Tutto il mio studio storico, egli scrive, come il mio disegnar paesaggi e il mio occuparmi d’arte, nasce da un’enorme sete d’intuizione

Ma il male dominante ha un significato importante perché senza di lui non potrebbe esistere il bene disinteressato. Se i buoni fossero premiati e i cattivi puniti, sarebbe intollerabile vedere i malvagi comportarsi bene per cupidigia del premio, rimanendo canaglie nel fondo nell’anima; con ciò il numero dei cattivi non diminuirebbe certo. Forse si arriverebbe a desiderare che il cielo ristabilisse sulla terra l’impunità dei delitti col solo scopo di obbligare i malvagi a riassumere il loro viso reale. Ce n’è abbastanza di ipocrisia perché si debba desiderarne dell’altra”.(pp. 231-232)

Dobbiamo soprattutto guardarci dallo scambiare semplicemente le nostre prospettive storiche per le leggi della storia universale”.(p.233)

**Materiale**
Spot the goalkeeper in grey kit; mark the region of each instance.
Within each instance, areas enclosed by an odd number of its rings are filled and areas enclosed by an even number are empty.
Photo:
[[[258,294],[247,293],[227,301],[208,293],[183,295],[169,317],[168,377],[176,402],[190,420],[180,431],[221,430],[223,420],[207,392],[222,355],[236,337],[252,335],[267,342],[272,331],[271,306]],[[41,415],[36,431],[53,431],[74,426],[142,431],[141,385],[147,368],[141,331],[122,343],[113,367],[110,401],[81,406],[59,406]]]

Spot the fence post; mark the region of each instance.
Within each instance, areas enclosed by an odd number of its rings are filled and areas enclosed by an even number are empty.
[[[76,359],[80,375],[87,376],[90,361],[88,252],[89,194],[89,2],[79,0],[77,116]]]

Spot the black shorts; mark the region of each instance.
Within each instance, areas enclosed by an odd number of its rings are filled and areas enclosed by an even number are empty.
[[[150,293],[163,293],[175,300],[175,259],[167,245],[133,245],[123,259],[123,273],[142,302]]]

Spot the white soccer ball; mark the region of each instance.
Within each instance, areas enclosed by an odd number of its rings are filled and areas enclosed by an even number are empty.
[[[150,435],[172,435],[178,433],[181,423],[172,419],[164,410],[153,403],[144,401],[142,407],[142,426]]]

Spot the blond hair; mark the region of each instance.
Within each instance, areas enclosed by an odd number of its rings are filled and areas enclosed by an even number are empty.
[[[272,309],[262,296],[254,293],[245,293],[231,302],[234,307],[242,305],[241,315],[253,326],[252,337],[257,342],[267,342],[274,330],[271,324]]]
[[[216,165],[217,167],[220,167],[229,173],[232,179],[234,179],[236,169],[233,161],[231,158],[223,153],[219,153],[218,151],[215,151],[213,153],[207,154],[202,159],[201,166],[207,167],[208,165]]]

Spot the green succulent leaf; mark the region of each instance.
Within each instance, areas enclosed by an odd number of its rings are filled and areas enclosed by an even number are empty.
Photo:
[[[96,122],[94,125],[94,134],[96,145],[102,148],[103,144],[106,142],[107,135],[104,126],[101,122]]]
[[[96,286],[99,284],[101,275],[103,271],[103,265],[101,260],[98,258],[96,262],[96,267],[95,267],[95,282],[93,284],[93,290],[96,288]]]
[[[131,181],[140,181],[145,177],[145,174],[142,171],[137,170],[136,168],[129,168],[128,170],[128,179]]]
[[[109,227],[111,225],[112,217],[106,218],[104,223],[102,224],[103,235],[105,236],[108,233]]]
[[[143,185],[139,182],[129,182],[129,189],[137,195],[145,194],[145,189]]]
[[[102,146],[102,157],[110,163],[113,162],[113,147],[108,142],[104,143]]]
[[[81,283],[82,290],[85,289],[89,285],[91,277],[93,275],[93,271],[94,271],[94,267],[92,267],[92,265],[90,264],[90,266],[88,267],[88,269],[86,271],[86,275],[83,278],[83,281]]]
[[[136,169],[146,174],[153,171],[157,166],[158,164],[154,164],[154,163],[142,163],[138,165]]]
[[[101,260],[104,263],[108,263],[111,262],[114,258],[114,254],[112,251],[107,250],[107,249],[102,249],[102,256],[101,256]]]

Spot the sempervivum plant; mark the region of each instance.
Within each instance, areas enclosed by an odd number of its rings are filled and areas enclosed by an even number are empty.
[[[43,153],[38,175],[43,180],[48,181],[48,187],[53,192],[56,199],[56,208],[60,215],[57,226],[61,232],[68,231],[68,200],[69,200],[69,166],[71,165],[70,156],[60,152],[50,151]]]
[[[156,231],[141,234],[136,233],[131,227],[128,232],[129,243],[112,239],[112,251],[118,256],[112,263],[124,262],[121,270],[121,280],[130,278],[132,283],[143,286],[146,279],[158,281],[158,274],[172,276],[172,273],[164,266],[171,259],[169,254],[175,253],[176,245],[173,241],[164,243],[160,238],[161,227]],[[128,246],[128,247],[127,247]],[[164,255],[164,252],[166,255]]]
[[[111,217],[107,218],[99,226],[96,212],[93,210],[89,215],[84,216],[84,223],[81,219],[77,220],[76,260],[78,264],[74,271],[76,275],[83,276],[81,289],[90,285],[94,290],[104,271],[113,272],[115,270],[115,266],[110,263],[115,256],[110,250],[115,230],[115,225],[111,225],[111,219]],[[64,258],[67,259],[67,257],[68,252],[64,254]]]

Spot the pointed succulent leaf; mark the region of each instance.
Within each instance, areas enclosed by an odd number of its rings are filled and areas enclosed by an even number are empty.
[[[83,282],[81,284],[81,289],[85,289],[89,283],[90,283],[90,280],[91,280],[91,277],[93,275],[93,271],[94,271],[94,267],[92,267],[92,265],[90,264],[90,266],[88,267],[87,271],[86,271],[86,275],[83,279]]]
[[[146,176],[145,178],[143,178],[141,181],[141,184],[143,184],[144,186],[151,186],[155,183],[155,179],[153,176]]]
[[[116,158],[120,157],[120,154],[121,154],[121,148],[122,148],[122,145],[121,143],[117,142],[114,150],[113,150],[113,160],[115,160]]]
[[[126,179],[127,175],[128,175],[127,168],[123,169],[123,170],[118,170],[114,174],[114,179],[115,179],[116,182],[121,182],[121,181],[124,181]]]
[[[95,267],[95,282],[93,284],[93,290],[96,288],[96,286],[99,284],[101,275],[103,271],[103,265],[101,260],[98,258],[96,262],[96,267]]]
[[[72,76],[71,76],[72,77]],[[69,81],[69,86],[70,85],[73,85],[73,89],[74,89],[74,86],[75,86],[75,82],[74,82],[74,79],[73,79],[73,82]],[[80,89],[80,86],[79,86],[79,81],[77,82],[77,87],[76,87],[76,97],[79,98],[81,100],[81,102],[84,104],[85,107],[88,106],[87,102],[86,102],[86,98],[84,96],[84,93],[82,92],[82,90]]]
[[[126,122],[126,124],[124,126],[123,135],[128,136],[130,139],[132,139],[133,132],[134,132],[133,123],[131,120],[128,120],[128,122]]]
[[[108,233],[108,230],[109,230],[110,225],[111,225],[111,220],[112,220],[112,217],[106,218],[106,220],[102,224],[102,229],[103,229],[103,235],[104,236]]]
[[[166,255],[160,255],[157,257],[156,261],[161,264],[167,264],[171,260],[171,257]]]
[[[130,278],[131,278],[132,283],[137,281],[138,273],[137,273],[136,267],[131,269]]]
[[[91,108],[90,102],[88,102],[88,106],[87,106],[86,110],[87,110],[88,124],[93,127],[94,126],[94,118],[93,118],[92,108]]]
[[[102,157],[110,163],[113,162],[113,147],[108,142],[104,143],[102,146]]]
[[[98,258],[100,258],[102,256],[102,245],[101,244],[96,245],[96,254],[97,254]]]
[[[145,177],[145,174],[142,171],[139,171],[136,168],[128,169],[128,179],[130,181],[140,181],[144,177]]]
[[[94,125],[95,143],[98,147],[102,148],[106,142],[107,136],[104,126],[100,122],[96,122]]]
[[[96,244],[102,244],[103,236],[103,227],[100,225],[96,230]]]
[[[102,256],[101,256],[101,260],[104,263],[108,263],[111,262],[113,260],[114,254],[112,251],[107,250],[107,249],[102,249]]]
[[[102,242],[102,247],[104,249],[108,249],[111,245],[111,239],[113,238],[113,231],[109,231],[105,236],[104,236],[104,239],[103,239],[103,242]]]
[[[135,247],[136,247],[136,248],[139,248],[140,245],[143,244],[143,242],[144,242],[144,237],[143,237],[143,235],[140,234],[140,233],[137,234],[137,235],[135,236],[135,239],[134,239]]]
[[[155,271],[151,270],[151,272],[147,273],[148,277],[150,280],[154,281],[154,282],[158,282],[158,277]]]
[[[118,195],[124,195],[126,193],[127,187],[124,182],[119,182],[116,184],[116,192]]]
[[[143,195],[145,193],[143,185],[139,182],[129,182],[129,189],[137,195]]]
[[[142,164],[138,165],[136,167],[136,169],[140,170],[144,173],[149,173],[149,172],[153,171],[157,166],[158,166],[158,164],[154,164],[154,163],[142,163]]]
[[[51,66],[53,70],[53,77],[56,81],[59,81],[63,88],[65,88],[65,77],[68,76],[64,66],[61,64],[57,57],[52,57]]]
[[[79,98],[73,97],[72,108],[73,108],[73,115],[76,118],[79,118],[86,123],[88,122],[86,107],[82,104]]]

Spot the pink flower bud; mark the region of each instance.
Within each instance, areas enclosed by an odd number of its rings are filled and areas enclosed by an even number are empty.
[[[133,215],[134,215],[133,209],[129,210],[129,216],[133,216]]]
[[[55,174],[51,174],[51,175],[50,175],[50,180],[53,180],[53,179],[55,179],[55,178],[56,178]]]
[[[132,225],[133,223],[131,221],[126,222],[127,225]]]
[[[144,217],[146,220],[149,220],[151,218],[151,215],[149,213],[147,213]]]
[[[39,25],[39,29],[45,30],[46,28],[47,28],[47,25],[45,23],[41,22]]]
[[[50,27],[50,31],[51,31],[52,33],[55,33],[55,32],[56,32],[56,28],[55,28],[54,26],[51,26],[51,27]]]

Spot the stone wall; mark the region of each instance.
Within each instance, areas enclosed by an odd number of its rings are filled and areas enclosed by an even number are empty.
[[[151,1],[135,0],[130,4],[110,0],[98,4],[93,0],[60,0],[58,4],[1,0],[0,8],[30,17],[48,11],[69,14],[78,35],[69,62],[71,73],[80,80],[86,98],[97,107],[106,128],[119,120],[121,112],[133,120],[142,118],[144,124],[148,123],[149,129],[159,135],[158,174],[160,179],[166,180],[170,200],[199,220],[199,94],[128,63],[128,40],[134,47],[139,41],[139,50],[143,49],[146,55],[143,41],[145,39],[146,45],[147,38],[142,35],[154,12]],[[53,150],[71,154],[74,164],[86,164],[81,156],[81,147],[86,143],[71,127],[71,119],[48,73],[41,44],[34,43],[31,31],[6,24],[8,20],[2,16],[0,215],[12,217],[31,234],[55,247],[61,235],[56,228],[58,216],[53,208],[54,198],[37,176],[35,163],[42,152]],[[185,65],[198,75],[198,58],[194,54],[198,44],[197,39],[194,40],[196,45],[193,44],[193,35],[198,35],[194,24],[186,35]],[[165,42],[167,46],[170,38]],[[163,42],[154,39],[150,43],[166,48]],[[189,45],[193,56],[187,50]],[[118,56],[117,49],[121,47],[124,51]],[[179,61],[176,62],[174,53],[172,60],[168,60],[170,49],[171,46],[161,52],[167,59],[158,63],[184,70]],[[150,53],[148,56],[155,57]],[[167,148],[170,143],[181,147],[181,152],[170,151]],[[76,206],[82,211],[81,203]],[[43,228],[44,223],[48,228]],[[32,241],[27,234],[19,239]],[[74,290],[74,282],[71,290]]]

**Il problema**
Secondo l'estratto, quali attività nascono da "un'enorme sete d'intuizione"? Elencale tutte.

**Risposta attesa**
- lo studio storico
- il disegnar paesaggi
- l'occuparsi d'arte